_Short exercise_
Your task is to repeat, word for word, the line containing "of the distant" and all lines that follow it to the end of the material, and no other lines.

_Rows_
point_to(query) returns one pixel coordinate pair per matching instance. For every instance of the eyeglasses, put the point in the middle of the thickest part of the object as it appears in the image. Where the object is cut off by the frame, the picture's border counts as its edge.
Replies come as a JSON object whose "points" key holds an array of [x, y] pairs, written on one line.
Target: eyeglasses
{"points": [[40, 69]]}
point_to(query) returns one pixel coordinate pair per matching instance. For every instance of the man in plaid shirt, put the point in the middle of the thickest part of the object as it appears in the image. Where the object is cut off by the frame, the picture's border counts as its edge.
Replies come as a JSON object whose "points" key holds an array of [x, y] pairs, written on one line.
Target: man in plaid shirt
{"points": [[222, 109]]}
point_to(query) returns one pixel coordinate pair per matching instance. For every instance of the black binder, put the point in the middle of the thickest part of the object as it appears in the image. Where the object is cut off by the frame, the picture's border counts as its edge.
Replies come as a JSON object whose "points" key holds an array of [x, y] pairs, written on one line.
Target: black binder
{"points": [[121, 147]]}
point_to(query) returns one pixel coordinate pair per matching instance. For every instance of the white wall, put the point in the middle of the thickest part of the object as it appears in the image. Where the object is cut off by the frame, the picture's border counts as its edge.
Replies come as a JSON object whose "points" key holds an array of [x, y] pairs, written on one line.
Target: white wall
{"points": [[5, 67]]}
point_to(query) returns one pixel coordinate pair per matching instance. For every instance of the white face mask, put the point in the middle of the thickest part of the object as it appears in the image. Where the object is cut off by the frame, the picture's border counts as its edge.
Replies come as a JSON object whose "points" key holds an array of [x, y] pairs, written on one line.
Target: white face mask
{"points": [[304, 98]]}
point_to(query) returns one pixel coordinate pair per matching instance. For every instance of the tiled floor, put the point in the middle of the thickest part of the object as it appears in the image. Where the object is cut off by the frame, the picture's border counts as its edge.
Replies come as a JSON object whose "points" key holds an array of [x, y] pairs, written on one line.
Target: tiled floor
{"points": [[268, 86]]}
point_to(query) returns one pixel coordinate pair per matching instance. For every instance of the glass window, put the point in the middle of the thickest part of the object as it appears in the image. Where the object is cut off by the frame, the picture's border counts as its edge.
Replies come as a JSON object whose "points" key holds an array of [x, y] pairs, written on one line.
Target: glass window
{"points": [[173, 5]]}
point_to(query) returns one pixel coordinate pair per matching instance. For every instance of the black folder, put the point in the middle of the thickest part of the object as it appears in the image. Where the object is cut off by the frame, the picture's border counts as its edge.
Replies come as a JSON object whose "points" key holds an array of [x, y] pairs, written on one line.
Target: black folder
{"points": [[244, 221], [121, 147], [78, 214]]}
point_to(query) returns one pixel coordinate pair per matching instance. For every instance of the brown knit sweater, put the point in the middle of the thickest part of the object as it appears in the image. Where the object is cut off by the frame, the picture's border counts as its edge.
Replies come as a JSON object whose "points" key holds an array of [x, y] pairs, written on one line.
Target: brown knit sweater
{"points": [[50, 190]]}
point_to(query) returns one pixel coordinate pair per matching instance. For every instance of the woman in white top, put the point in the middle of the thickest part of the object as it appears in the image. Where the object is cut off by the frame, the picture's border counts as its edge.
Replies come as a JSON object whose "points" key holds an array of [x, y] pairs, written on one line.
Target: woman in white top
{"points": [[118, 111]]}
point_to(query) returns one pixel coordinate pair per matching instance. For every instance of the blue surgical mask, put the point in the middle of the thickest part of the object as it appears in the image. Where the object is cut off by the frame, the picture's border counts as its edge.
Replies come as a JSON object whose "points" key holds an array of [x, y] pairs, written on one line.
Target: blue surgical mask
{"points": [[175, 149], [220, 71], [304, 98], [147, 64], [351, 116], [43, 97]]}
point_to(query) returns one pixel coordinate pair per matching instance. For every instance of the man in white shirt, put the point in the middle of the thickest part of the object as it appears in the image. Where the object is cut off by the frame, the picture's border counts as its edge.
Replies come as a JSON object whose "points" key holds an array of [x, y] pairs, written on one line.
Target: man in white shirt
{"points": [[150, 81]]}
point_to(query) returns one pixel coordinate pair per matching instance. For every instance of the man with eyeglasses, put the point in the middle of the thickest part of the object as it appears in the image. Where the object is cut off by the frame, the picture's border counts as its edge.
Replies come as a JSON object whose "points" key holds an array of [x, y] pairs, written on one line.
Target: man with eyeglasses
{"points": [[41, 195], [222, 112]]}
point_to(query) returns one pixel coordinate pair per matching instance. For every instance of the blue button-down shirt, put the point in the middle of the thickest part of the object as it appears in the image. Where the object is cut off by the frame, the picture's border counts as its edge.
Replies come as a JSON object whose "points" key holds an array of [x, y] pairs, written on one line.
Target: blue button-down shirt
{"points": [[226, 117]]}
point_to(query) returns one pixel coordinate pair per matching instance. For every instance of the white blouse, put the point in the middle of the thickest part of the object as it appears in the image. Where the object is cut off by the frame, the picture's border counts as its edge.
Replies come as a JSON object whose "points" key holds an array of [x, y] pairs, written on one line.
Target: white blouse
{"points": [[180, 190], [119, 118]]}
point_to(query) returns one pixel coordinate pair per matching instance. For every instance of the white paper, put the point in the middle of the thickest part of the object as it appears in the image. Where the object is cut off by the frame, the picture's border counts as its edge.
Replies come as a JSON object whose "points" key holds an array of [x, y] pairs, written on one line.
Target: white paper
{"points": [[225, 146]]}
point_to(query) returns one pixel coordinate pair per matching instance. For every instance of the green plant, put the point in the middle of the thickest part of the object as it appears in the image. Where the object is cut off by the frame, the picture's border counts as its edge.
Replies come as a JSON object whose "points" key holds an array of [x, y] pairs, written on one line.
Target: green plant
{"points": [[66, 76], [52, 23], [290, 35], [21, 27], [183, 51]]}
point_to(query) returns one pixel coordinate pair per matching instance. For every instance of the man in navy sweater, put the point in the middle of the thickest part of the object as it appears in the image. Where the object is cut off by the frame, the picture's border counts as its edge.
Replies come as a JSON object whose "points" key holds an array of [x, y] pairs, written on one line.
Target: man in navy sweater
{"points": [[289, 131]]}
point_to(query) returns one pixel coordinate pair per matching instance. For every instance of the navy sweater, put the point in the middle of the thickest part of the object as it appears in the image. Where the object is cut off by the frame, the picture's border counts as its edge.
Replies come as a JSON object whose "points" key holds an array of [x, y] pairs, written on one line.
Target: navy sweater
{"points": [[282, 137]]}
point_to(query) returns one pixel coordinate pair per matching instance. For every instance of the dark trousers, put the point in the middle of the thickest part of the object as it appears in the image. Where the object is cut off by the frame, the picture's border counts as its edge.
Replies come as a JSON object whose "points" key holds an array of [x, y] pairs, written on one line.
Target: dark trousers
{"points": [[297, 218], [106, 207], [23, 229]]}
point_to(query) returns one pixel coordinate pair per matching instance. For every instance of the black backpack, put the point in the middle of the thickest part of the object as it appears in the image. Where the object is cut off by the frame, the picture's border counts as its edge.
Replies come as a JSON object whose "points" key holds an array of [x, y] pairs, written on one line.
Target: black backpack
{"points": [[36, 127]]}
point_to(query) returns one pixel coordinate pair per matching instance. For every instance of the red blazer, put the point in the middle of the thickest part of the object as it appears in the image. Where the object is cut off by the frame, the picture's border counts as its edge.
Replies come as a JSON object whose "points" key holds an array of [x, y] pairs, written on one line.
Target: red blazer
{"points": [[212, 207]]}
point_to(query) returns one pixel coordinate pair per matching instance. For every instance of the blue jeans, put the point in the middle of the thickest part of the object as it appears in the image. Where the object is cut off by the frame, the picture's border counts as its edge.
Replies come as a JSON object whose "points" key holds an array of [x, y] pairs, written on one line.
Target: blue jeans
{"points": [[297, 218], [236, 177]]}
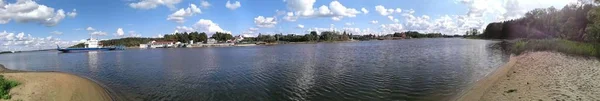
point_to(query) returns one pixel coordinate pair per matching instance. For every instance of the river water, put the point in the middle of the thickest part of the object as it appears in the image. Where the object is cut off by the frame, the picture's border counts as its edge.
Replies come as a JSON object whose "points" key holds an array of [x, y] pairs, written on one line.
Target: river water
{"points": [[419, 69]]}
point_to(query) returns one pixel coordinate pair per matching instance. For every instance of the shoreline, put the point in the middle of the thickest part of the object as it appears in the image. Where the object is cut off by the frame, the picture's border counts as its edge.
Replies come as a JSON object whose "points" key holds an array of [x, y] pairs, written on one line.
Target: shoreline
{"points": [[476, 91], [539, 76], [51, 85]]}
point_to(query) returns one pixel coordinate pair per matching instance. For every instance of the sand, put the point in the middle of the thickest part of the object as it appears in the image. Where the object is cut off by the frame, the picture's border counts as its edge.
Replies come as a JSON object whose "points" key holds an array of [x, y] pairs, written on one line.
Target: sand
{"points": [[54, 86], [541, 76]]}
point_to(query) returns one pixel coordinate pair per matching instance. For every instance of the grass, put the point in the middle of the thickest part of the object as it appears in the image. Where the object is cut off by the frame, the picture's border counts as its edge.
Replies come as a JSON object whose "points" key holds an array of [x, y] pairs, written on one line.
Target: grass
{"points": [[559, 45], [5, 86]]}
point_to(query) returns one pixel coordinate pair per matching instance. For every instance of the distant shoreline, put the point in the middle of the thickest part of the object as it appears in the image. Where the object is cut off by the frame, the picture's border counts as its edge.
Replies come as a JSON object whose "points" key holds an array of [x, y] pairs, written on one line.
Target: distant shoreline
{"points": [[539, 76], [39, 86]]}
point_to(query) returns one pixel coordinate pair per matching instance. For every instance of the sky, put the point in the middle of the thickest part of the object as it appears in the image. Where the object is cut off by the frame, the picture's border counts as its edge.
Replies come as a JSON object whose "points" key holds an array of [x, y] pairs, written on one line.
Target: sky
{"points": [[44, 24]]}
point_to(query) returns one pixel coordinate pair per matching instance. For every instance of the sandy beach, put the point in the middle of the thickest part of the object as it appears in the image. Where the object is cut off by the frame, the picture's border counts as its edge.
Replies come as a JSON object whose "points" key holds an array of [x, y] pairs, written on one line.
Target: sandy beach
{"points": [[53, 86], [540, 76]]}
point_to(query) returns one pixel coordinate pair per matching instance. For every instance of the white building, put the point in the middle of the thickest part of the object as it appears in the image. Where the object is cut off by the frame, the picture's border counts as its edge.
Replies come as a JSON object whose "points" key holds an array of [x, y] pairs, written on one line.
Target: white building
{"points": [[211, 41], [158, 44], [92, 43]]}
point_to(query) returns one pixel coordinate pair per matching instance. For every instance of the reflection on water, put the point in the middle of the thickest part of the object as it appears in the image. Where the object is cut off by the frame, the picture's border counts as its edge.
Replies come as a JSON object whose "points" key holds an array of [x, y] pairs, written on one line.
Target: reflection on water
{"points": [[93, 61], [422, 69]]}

_Written response_
point_to(query) returns one pixel coordinate pair per matching instance. For every instance of the distant shoreline, put the point in the middle of the thickest part of the object as it appears in the image. Where the object is cut off by the frame, the picture's border counts as its edge.
Replies come as a JSON object whose "points" key holds an array of [x, y] pairs, written on one line.
Target: distant shoreline
{"points": [[539, 76], [39, 86]]}
point_to(query) returns one pixel coordinate pair per matching instance. For every instance of the sky, put the point in the middle of the thickest part of the object as it appears in the image. Where the object is cut off by the frame, the picture's border counts as its edge.
Replies come as a JSON object whose "points" key holds an array of [x, y] pairs, written on one line.
Target: sky
{"points": [[44, 24]]}
point_to(query) returns one pixel coordinate pair per matching instance. For every instance of the sandy beach, put the point in the middle of the thickest part of the object as it appears in the image. Where the object is cut off by the frame, the picture's border counts as its edge.
Replies come as a JSON object whose "points" key holds an array of [x, y] pairs, written on one line.
Target: sandy beach
{"points": [[53, 86], [540, 76]]}
point_to(query) returns one pixel coordinate pair per matching instance. For every instance of the white building, put the point in the middle of the thickest part of the object as it appears in the image. Where the object is cut off by the frame, the picture's border counts as its edge.
Replies come as a JSON object whose "points" key holds an array of [x, y] pairs, written on one line.
Target: white building
{"points": [[211, 41], [158, 44], [92, 43]]}
point_to(query) returns one pixel coordinate pair per matching instance. For every instance of the reflection on water, put the point in the middle of the thickest part of the object as it appears in the image. Where the object is cut off by the frame, the picture's border counts as its edge.
Replies come as a JSON object whose "points" key holds an array of [x, y] pairs, written on one line.
Target: reflection on water
{"points": [[93, 61], [422, 69]]}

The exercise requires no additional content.